Text for analysis -

"""

His voice was clear and measured. He didn't distract with asides, nor did he make mistakes. His sure hand, orderly mind, and clear language described actions in terms a child could understand.

The Great Man then proceeded to teach me the famous Green Bay Packer Sweep. He drew and talked, talked and drew, each act seeming to drive the other.

    "The sweep's our basic play. Everybody knows it. Everybody expects it. Everybody thinks they can defend against it. To prove them wrong, we have to execute … perfectly.

    So, if the defensive tackle on the side we're going to lines up head-up or on the inside shoulder of our guard, you make an "even" call. You'll have to yell to be heard, and you can't turn your head because smart middle linebackers will be watching your every move. If you do anything that gives any kind of hint, they'll overplay that side and stop us cold.

    Now, if the defensive tackle lines up outside our guard, you'll shout "odd!"

    "Even" means you block the tackle to the play side, and "odd" means you block the middle linebacker. The play side offensive tackle hears your call and blocks the man you don't block.

    Got that?"

I'm nodding my head up and down, saying to myself, "Yes, I do! Yes, I do!" And I really, honestly did. I think …

Great teachers make you want to please them. When you do, and when they acknowledge it, you feel a surge of adrenalin and your senses heighten. Lombardi understood all of this and pressed on.

"Our system is complete, simple, and comprehensive," he went on. "We can attack the whole field. We have very little trickery. We really don't need it."

He summarized, "We win with execution. Something works, not because it's a brilliant piece of strategic or tactical thinking, but because our team has practiced the same plays, the same movements, and the same fundamentals over and over and over again."

"""

Dataset excerpts -
"""

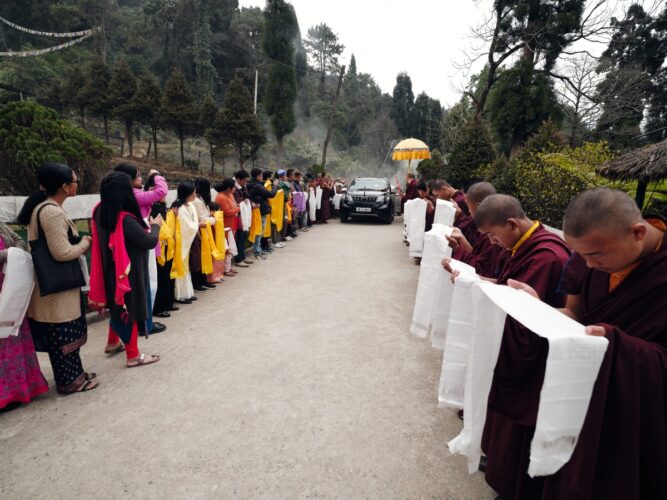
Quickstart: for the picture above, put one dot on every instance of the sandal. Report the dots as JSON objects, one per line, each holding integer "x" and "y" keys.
{"x": 143, "y": 360}
{"x": 88, "y": 385}
{"x": 114, "y": 350}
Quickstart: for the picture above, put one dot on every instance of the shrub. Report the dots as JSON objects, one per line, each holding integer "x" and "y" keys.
{"x": 31, "y": 134}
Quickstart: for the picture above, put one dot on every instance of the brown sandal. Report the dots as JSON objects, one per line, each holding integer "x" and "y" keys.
{"x": 143, "y": 360}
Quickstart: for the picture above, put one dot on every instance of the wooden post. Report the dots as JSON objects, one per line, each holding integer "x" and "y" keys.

"""

Work order 1 -
In the Packer Sweep text, condense the paragraph beginning "So, if the defensive tackle" into a bulleted list that keeps its main facts.
Work order 2 -
Render this sentence from the Packer Sweep text in Spanish: "Great teachers make you want to please them."

Exercise solution 1 -
- If the defensive tackle on the play side lines up head-up or on the inside shoulder of our guard, make an "even" call.
- Yell the call to be heard, without turning your head, because smart middle linebackers watch every move.
- Any hint lets them overplay that side and stop the play cold.

Exercise solution 2 -
Los grandes maestros hacen que quieras complacerlos.